» Document

So after one Paris attack (assuming other major attacks are not imminent or fairly mature in their planning), now the refugees are public enemy #1? But that is the bogeyman politics of xenophobia and intolerance. And let's remember that while the casualties in Paris were horrific, that number of people die at the hands of ISIS about every day in Iraq-Syria. Yet our outrage and hysteria are more muted (or nonexistent) when it's Mideast towns getting bombed and Muslims getting senselessly murdered.


Lastly, ISIS attacked Russian and French targets partly because those nations attacked them first. I'm fairly sure that Russian and NATO air strikes killed some ISIS "innocents" who were not combatants too (maybe the families of ISIS fighters, locals who unfortunately live in ISIS territory, or whatnot). ISIS is not attacking Burma or Chile. While we can't let them intimidate us into isolationism and denial of their threat, we have to acknowledge that if we choose to wage war on them, they will not appreciate that and try to hurt us back. If our societies don't want to pay that price, then we shouldn't get involved. Or do we expect that just because we're the "good guys" that we should be able to easily wipe our our enemies abroad and not incur any pains in the process?


Maybe since the Iranian Revolution, this "clash of civilizations" between "Jihadists and Crusaders" feels more and more like an irrational blood feud than a traditional strategic geopolitical conflict. As as we know from history, blood feuds are messier, protracted, and with more senseless losses on both sides.

Saturday, November 14, 2015

"Why would ISIS attack Paris?"

http://www.vox.com/world/2015/11/14/9735512/paris-attacks-isis-why

Obviously the events in Paris are sickening, and our thoughts are with those affected.
If you happened to read this thread from Feb (wow, time flies and I think most Western leaders believed ISIS would be finished by now), G Woods felt that ISIS was not that concerned with attacking the West vs. solidifying their caliphate in the Mideast and carrying out their apocalyptic vision. However, recent events may have motivated ISIS to change their tune, or Woods was wrong from the start.

One factor could be ISIS' "competition" with Al-Qaeda for recruiting and waging violence against "the enemies of Islam". While many have come to Iraq/Syria for the allure of joining ISIS ranks and fighting enemies on Muslim lands, maybe it is a sexier recruiting tool if ISIS brazenly attacks the homelands of its enemies or other soft targets - to a lot of media coverage (they are recently implicated in the Russia plane bombing and suicide attacks in Lebanon). While their focus is still fighting enemies in Iraq and Syria, it seems plausible that they would allocate some attn/resources towards overseas plots.

» Collected data entries
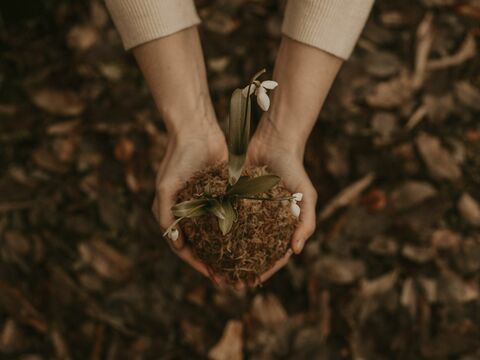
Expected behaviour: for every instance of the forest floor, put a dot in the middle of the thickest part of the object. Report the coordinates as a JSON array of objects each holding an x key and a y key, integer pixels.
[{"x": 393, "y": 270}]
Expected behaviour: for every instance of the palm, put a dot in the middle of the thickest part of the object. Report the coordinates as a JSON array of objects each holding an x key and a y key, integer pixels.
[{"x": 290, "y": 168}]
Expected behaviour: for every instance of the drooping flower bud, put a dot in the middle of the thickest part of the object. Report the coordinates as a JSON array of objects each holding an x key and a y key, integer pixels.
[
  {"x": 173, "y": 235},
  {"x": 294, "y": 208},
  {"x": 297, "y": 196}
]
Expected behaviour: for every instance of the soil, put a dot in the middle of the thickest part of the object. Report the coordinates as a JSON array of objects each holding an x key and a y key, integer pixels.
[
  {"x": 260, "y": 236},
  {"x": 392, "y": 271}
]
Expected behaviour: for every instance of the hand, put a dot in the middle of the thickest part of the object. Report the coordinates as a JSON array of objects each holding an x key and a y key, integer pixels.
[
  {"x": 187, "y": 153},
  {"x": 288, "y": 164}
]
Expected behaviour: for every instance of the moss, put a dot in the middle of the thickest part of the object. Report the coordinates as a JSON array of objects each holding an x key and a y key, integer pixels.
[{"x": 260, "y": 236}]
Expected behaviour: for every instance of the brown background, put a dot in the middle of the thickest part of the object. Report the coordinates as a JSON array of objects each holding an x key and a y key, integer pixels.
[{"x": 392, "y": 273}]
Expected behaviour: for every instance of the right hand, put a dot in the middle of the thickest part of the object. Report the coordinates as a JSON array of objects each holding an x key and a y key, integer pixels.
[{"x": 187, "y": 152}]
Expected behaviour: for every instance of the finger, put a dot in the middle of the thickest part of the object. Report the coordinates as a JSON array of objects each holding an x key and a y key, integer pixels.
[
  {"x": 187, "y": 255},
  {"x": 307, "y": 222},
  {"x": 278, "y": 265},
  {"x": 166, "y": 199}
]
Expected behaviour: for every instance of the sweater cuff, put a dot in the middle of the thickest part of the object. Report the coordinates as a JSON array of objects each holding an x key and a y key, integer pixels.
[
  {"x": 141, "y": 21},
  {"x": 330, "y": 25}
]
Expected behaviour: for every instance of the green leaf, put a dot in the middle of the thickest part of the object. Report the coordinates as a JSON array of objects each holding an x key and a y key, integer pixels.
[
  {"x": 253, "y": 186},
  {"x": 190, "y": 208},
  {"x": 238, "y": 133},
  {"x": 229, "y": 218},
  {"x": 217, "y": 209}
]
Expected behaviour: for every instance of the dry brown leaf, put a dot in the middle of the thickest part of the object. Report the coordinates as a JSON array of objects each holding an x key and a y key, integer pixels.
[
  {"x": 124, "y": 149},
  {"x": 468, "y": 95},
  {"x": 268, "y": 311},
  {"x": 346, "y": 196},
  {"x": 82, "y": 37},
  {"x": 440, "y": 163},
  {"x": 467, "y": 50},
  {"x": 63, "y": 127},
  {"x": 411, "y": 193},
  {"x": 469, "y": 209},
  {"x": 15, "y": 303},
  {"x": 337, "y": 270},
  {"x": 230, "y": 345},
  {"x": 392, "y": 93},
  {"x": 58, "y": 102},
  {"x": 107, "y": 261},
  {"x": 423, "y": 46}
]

» Exercise tasks
(1) Can you rewrite the part of the commentary on the Paris attacks that opens with the words containing "Saturday, November 14, 2015" and closes with "with those affected.", swapping "sickening" for "horrifying"?
(2) How would you say this sentence from the commentary on the Paris attacks in Spanish: "If our societies don't want to pay that price, then we shouldn't get involved."

» Exercise responses
(1)
Saturday, November 14, 2015

"Why would ISIS attack Paris?"

http://www.vox.com/world/2015/11/14/9735512/paris-attacks-isis-why

Obviously the events in Paris are horrifying, and our thoughts are with those affected.

(2) Si nuestras sociedades no quieren pagar ese precio, entonces no deberíamos involucrarnos.